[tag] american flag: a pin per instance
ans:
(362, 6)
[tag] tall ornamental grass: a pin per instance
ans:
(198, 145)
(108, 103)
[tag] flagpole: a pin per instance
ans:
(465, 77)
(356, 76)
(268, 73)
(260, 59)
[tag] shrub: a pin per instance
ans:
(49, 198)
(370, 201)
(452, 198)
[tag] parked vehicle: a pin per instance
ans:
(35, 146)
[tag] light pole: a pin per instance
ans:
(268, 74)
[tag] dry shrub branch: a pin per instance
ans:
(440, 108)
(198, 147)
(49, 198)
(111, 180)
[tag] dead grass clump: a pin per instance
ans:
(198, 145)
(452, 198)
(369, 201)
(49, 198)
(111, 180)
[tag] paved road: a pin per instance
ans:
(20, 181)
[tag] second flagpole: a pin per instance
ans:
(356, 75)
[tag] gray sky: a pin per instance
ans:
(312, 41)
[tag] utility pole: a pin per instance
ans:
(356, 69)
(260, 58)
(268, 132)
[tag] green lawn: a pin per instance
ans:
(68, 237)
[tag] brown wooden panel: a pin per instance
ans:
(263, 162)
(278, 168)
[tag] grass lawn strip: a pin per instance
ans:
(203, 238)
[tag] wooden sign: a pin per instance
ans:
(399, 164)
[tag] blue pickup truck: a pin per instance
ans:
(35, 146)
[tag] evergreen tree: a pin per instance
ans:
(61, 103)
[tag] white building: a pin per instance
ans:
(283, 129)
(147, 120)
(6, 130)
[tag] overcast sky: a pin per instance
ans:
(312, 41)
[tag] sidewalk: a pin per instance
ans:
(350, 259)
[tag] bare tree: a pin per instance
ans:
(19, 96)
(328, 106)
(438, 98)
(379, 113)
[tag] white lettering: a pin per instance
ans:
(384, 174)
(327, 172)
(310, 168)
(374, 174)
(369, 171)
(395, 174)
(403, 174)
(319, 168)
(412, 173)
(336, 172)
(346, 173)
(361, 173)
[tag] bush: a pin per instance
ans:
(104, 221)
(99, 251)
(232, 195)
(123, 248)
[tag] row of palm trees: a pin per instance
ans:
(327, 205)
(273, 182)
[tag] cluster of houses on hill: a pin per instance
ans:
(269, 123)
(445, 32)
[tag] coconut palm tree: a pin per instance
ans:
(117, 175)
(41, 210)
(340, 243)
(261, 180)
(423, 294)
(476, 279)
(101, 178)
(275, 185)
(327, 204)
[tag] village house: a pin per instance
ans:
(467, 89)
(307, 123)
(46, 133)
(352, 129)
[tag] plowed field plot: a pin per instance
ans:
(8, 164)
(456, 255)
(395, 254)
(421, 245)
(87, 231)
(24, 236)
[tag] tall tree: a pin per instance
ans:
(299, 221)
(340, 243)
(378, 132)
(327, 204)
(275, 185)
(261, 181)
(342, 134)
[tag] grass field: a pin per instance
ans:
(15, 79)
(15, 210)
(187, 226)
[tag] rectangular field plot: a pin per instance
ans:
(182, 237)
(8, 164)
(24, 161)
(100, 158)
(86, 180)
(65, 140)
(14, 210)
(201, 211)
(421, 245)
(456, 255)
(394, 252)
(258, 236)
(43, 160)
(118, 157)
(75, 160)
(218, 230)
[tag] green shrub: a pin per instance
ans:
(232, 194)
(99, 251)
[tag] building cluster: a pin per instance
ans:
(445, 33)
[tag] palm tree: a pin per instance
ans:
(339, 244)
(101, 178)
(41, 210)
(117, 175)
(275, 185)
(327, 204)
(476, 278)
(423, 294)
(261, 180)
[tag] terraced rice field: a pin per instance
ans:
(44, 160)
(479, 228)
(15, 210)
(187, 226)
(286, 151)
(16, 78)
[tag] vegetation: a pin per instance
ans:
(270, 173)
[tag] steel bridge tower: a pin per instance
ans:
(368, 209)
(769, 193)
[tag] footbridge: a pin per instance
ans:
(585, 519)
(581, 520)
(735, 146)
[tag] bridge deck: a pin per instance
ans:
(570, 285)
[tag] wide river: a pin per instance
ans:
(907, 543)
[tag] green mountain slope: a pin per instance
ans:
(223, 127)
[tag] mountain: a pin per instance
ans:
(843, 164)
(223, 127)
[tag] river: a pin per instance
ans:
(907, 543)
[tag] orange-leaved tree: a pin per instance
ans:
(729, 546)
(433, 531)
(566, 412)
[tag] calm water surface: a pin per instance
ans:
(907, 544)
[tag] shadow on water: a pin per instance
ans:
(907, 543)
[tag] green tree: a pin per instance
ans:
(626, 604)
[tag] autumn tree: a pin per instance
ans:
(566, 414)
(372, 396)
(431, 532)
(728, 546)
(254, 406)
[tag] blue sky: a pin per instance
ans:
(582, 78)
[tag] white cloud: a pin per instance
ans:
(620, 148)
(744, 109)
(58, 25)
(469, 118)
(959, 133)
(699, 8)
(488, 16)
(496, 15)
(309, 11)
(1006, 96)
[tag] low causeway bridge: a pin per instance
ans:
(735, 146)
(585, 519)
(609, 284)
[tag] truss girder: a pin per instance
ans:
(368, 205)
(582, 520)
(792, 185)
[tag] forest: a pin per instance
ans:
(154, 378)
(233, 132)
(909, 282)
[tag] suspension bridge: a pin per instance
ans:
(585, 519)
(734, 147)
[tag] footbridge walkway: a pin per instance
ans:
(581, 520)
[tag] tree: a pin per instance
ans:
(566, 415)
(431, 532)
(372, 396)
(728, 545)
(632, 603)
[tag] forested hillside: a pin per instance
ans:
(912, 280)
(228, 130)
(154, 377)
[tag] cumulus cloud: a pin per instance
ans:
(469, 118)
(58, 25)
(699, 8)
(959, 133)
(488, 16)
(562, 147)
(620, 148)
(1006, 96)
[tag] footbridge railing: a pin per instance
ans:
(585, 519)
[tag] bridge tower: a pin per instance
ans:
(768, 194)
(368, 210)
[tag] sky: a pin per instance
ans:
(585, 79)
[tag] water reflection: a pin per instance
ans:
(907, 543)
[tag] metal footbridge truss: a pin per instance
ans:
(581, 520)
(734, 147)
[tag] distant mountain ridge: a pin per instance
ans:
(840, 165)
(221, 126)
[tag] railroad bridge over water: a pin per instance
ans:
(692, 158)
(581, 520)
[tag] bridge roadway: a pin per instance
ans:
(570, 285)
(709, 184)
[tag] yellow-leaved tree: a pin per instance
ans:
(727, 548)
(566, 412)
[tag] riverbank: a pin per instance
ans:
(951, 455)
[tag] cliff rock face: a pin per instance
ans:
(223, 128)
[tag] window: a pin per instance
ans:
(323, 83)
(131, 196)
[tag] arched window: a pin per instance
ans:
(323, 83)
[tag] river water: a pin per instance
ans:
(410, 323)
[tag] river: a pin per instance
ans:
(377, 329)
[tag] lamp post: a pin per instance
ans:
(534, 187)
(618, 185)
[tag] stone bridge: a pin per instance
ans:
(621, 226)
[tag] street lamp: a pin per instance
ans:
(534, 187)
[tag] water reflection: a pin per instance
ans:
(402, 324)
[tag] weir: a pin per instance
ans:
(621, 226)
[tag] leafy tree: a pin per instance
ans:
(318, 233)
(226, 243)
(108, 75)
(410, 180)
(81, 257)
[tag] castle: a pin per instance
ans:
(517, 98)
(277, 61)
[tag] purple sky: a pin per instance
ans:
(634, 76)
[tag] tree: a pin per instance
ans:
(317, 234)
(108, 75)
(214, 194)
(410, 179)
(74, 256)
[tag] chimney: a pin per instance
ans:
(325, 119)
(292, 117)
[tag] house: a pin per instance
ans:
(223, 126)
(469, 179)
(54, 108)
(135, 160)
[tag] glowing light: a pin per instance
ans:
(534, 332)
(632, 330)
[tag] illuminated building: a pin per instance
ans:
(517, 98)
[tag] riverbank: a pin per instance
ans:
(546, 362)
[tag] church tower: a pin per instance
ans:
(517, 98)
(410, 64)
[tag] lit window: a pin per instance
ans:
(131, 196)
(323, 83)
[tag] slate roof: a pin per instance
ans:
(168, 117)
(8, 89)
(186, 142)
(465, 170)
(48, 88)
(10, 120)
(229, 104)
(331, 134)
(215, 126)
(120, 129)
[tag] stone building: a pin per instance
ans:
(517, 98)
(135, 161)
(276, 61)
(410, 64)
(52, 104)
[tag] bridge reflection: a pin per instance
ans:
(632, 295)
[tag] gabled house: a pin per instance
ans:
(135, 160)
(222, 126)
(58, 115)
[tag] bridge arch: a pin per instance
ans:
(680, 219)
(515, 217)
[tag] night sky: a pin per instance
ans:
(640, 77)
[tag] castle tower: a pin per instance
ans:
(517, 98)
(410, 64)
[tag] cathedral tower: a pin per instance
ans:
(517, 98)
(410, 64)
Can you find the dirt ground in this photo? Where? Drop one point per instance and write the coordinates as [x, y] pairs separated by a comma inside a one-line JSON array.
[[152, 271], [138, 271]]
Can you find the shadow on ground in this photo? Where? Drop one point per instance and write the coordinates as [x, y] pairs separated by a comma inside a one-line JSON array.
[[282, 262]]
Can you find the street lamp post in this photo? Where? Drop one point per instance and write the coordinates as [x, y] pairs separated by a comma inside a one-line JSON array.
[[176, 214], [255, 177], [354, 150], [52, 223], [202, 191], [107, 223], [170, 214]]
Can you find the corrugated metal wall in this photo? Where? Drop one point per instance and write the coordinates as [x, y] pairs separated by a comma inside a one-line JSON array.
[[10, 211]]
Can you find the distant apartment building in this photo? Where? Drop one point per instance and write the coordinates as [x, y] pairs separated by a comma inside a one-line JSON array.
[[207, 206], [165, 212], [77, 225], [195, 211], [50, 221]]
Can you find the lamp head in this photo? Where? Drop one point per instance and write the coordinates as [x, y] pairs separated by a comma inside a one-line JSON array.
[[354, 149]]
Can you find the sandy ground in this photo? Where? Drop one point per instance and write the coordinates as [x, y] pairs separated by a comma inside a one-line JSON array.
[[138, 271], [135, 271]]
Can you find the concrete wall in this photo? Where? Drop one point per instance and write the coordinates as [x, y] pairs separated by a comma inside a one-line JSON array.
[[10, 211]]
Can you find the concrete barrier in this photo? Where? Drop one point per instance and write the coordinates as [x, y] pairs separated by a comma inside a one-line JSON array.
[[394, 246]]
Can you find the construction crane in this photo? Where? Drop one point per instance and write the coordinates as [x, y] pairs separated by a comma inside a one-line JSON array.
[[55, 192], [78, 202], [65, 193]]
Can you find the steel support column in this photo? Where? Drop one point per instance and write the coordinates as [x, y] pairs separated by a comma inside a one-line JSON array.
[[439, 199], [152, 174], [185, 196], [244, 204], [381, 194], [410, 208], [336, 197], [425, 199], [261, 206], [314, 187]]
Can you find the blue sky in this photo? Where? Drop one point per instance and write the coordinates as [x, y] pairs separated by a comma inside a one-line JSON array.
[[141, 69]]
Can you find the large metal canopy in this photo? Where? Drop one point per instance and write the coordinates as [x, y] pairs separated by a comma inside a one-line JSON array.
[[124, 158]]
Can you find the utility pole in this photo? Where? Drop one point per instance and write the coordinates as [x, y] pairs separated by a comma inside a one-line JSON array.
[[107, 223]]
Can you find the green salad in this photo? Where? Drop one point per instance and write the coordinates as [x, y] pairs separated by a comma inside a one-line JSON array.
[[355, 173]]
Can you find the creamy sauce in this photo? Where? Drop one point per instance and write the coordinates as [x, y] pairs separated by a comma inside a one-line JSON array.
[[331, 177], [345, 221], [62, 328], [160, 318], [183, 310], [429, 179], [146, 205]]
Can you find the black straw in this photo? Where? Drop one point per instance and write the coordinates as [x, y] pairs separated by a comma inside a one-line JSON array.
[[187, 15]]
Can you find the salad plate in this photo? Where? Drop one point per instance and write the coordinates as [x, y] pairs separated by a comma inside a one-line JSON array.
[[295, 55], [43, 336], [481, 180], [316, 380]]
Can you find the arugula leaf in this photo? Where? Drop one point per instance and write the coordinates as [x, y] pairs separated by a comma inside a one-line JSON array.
-.-.-
Work to be completed: Output, unchanged, the lines of the listing above from the first one through the one holding "[tag] dry shrub branch: a pin per instance". Leave out every line after it.

Solution:
[tag] american flag: a pin per instance
ans:
(362, 6)
[tag] tall ornamental grass: a pin per instance
ans:
(198, 145)
(108, 103)
[tag] flagpole: a pin per instance
ans:
(465, 77)
(356, 76)
(268, 73)
(260, 59)
[tag] shrub: a pin per instance
ans:
(49, 198)
(370, 201)
(452, 198)
[tag] parked vehicle: a pin per instance
ans:
(35, 146)
[tag] light pole: a pin per instance
ans:
(268, 74)
[tag] dry shrub branch: a pin per instance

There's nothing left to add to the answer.